Assignment » Extract every line of the entries below that contains the string "negative", and copy each one in full.
________________________________________
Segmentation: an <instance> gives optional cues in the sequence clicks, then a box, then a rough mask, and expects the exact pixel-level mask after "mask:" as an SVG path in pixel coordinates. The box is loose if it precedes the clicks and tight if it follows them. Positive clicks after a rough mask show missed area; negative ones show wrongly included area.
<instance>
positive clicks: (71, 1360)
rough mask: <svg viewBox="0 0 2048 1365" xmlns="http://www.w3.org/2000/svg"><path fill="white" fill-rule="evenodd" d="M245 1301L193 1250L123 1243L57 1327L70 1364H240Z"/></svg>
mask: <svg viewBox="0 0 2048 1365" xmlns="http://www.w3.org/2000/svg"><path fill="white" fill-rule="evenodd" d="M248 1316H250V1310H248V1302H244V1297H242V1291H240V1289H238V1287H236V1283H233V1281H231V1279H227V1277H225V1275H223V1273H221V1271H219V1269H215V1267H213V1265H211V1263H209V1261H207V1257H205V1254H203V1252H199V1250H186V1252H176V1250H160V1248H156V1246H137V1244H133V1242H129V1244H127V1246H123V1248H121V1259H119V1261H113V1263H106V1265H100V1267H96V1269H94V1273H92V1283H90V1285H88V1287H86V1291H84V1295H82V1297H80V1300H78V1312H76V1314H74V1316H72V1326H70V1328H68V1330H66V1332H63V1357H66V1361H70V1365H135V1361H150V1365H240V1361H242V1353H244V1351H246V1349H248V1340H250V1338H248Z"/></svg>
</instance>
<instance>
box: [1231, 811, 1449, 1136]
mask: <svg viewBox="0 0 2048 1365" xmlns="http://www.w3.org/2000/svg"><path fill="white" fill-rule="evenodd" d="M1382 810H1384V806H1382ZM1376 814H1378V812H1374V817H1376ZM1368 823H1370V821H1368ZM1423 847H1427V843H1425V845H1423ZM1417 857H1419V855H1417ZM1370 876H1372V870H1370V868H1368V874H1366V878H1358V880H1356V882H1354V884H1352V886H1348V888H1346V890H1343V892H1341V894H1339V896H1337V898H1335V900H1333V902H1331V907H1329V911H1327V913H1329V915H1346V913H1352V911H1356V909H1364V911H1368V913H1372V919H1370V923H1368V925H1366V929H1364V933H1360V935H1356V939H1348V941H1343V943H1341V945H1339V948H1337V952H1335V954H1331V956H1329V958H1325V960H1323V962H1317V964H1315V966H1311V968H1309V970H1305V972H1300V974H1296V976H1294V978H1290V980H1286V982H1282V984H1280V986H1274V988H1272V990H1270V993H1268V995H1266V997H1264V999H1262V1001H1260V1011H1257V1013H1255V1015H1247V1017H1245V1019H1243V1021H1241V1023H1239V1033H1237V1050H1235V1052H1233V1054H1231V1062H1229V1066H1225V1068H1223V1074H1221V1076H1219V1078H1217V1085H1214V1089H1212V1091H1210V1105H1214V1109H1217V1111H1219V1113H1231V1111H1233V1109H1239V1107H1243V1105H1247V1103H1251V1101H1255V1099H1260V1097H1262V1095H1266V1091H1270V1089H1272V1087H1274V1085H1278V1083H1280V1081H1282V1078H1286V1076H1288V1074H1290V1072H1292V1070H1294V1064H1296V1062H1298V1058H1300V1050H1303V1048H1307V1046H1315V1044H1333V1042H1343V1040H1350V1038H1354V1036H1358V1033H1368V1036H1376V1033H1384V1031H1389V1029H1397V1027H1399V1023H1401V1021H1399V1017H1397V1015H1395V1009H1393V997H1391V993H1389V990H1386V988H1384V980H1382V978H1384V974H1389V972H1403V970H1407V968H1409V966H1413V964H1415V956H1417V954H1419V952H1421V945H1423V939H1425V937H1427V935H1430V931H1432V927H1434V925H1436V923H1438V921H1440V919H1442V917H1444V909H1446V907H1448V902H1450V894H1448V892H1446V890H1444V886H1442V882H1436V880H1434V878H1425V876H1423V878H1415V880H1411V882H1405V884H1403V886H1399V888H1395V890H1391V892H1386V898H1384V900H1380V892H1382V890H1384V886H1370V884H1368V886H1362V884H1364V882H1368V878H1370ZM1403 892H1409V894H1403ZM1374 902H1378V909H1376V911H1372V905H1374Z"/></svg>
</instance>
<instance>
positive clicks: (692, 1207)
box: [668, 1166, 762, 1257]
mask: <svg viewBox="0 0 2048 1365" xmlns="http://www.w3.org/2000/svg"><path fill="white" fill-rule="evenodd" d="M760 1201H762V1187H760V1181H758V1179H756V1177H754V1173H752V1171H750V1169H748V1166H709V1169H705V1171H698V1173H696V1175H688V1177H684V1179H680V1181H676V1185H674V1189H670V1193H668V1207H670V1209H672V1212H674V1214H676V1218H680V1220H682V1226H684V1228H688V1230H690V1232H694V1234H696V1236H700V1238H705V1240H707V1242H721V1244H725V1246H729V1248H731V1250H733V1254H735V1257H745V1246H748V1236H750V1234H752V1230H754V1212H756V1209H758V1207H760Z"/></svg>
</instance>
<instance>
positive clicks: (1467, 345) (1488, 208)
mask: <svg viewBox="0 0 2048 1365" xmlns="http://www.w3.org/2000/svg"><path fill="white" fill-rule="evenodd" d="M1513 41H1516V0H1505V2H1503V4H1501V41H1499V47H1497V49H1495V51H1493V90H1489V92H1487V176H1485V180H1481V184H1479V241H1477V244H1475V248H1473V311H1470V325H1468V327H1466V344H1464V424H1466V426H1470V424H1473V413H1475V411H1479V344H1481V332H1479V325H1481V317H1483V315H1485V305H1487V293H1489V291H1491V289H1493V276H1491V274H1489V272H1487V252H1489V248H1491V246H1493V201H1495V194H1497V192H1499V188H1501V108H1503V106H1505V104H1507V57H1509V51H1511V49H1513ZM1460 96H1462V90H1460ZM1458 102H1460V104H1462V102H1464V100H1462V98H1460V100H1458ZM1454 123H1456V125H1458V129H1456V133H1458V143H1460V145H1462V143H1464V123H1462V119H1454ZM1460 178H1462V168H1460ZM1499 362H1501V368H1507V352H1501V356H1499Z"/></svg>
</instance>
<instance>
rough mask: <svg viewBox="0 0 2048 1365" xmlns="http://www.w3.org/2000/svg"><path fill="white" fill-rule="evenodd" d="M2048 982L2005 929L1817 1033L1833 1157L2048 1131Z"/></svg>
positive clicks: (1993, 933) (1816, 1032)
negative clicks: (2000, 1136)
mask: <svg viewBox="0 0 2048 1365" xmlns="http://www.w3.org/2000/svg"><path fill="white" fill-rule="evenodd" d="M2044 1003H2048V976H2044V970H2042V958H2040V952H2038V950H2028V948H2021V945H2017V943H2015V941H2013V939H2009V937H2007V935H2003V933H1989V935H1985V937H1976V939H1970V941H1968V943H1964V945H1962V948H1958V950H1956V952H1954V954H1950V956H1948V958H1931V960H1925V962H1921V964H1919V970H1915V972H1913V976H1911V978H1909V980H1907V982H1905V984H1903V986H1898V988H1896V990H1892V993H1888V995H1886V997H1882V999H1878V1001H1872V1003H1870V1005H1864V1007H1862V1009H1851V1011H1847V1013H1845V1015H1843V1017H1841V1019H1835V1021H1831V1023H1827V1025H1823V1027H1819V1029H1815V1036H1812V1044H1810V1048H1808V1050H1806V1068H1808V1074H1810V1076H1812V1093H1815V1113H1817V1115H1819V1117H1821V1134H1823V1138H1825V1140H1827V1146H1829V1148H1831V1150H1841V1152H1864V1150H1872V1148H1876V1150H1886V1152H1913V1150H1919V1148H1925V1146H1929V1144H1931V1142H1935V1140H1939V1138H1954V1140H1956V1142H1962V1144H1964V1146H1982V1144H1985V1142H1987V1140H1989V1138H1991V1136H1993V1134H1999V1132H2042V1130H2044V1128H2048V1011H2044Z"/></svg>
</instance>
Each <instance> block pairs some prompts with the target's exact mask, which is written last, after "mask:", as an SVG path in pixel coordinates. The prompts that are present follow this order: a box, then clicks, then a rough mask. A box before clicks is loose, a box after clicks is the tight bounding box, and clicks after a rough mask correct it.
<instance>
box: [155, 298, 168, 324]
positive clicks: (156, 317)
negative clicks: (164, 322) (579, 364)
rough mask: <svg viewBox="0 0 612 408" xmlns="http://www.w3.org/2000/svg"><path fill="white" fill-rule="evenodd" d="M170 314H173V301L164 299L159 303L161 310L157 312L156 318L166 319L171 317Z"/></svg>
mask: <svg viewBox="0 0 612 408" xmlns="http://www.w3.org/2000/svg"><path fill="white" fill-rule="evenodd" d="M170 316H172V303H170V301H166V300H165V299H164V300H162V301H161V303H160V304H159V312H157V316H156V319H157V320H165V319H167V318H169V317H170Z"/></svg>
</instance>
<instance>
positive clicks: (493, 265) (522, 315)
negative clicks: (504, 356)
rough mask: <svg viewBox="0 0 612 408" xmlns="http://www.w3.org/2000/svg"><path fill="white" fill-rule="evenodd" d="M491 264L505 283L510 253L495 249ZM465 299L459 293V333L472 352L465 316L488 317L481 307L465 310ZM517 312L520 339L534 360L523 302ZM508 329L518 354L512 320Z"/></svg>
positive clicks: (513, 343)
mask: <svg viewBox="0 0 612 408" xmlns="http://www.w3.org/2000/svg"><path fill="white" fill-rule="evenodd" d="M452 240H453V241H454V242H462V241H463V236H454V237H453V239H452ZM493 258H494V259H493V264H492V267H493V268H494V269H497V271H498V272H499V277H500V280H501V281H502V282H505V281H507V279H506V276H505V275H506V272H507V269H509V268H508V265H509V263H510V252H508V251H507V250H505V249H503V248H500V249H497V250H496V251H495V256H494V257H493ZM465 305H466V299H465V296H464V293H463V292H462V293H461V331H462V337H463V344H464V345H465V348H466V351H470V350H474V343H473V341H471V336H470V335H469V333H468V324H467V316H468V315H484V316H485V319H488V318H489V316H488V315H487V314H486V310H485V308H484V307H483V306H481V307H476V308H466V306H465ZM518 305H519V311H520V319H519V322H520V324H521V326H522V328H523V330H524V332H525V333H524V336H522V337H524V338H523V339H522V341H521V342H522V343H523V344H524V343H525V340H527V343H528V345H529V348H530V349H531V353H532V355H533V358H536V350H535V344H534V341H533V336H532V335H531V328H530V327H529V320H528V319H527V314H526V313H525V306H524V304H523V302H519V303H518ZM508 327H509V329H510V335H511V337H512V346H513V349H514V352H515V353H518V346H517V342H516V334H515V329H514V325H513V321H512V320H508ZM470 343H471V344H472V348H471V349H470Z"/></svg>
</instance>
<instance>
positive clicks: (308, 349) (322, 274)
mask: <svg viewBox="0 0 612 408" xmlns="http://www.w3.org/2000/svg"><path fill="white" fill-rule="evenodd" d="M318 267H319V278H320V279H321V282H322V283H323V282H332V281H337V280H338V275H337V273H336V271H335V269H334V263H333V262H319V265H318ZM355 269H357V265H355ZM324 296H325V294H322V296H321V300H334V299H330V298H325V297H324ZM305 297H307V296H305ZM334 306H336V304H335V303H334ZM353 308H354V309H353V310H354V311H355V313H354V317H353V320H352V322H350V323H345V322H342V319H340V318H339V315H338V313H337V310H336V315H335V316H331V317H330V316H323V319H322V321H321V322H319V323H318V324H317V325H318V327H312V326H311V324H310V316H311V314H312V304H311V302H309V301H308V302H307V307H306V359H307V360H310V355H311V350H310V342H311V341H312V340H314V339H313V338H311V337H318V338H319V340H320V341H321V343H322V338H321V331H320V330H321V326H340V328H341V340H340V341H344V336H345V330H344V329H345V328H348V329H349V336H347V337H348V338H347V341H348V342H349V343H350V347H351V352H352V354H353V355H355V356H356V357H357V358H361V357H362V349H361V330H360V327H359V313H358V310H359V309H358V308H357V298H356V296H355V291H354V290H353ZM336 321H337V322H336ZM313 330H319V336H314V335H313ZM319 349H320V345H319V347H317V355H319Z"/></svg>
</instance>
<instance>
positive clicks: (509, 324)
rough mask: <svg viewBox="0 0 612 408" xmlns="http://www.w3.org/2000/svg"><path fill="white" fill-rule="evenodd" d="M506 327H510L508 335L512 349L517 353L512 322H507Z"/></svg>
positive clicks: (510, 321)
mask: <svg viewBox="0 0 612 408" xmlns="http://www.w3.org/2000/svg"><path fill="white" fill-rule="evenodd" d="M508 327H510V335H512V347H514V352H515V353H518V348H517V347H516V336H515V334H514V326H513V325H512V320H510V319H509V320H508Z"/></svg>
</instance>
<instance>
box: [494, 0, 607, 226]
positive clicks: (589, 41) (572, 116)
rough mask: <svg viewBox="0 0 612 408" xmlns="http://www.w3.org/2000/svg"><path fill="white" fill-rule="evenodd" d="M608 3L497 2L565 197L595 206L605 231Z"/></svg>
________________________________________
Answer for the task »
Segmentation: an <instance> gives optional cues in the sequence clicks, then a box, then a rough mask, and expects the exact pixel-level mask after "mask:" as an SVG path in pixel coordinates. The box is loose if it precedes the clicks and tight if it follows them. Positive clicks after a rough mask show missed area; negative ones show wrongly included area.
negative clicks: (2000, 1136)
negative clicks: (164, 322) (579, 364)
negative clicks: (504, 356)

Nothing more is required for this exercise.